** begin **

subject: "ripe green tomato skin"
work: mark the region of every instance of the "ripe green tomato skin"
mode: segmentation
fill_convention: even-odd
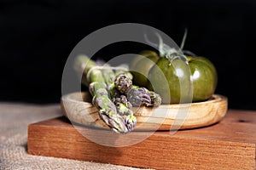
[[[193,102],[207,100],[214,94],[217,71],[212,63],[204,57],[188,57],[193,80]]]
[[[191,99],[192,102],[199,102],[208,99],[214,94],[218,78],[212,63],[204,57],[187,59],[190,71],[184,62],[176,60],[170,65],[166,58],[160,59],[149,71],[148,80],[152,85],[148,88],[160,94],[163,104],[178,104],[181,100],[191,102]],[[183,74],[180,74],[181,71]],[[166,82],[167,86],[165,85]]]
[[[163,104],[191,102],[190,71],[183,61],[176,60],[170,65],[169,60],[160,59],[149,71],[148,80],[148,88],[161,96]]]

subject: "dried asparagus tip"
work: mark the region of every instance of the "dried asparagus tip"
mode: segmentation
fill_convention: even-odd
[[[150,94],[144,88],[132,88],[127,94],[127,98],[133,106],[151,105]]]
[[[129,132],[132,131],[137,124],[137,119],[133,115],[128,115],[125,117],[125,122]]]
[[[153,106],[160,106],[162,102],[162,99],[160,94],[155,94],[154,92],[148,91],[151,99],[151,105]]]
[[[114,103],[117,112],[121,115],[132,115],[133,112],[131,110],[132,105],[127,100],[126,96],[120,95],[119,97],[116,97],[113,99],[113,102]]]
[[[114,86],[121,94],[127,94],[132,87],[132,82],[129,76],[121,73],[117,75]]]

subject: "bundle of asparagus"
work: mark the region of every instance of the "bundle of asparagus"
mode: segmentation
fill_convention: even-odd
[[[79,56],[74,65],[77,71],[83,71],[82,83],[89,87],[100,117],[114,132],[127,133],[134,129],[132,106],[160,105],[159,94],[132,85],[131,74],[124,69],[99,66],[84,55]]]

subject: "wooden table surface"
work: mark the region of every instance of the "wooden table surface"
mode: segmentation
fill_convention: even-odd
[[[29,126],[28,152],[156,169],[254,169],[255,122],[256,111],[229,110],[214,125],[174,134],[155,132],[140,143],[116,148],[96,144],[82,133],[99,139],[104,136],[108,144],[136,139],[147,132],[134,132],[129,138],[119,135],[113,140],[108,138],[111,131],[74,128],[61,116]]]

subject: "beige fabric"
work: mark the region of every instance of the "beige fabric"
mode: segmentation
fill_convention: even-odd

** end **

◆ **Task to complete**:
Reproduce all of the data above, including the requests, with every polygon vertex coordinate in the answers multiplied by 2.25 and rounded to the nearest whole number, halves rounded up. Omit the pictures from your output.

◆ **Output below**:
subject: "ripe green tomato skin"
work: mark the region of every instance of the "ripe green tomato skin"
mode: segmentation
fill_convention: even-odd
[[[434,230],[466,225],[482,212],[488,160],[477,142],[459,128],[423,128],[434,180]]]
[[[430,223],[432,230],[448,230],[468,223],[482,212],[491,176],[477,142],[459,128],[421,133],[428,160],[414,140],[396,135],[383,146],[374,131],[360,133],[335,160],[333,180],[342,191],[333,198],[360,212],[367,234],[401,234],[407,225],[430,230]],[[412,167],[405,167],[407,160]],[[374,185],[376,194],[371,191]]]
[[[367,234],[430,230],[428,160],[412,137],[396,135],[383,146],[380,135],[360,133],[335,160],[333,180],[333,198],[362,216]]]

subject: "dried asparagus tip"
work: mark the region of every instance of the "dried asparagus tip"
mode: segmentation
fill_convention: even-odd
[[[338,212],[324,198],[297,198],[286,212],[286,221],[299,239],[340,236]]]
[[[290,297],[297,295],[308,279],[308,268],[299,259],[288,259],[281,263],[281,275]]]
[[[344,239],[360,239],[365,230],[365,223],[360,212],[349,212],[347,207],[333,205],[340,223],[340,236]]]
[[[257,232],[263,252],[272,259],[297,259],[299,252],[295,248],[297,236],[286,225],[284,216],[270,214],[268,218],[261,218],[254,223],[254,230]]]
[[[257,194],[272,212],[286,212],[297,196],[297,185],[290,171],[272,164],[263,169]]]

subject: "bundle of asparagus"
work: mark the region of every instance of the "bundle of asparagus"
mode: segmentation
fill_convention: even-odd
[[[178,126],[167,146],[173,160],[187,160],[185,187],[200,196],[225,263],[257,297],[286,299],[302,290],[297,239],[360,236],[358,212],[297,191],[295,167],[279,155],[223,149],[189,124]]]

subject: "wooden table surface"
work: mark the region of every instance of the "wooden table surface"
mode: segmentation
fill_convention: even-odd
[[[65,284],[63,342],[351,380],[572,380],[574,275],[576,250],[515,248],[482,281],[392,302],[349,297],[315,322],[261,333],[216,324],[185,299],[223,313],[234,306],[243,324],[306,313],[331,297],[302,297],[290,311],[268,304],[254,315],[243,311],[250,295],[167,288],[137,261]]]

subject: "beige fabric"
work: mark the region of every instance of the "beige fabric"
mode: segmentation
fill_convention: even-odd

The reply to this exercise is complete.